Written instruction →
Copy the lines word for word, from the first line of the entries through the line that holds "an instance may be in several separate parts", both included.
☆ ☆ ☆ ☆ ☆ ☆ ☆
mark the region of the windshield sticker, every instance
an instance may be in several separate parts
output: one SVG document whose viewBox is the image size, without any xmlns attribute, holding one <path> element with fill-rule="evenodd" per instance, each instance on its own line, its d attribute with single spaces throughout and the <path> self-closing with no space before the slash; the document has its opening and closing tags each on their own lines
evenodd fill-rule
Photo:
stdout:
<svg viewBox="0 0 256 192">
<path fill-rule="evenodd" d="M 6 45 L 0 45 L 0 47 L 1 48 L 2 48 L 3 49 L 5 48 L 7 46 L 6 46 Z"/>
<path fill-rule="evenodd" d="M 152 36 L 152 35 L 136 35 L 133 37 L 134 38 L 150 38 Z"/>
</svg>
☆ ☆ ☆ ☆ ☆ ☆ ☆
Answer to the task →
mark the region of the windshield sticker, every instance
an instance may be in several separate parts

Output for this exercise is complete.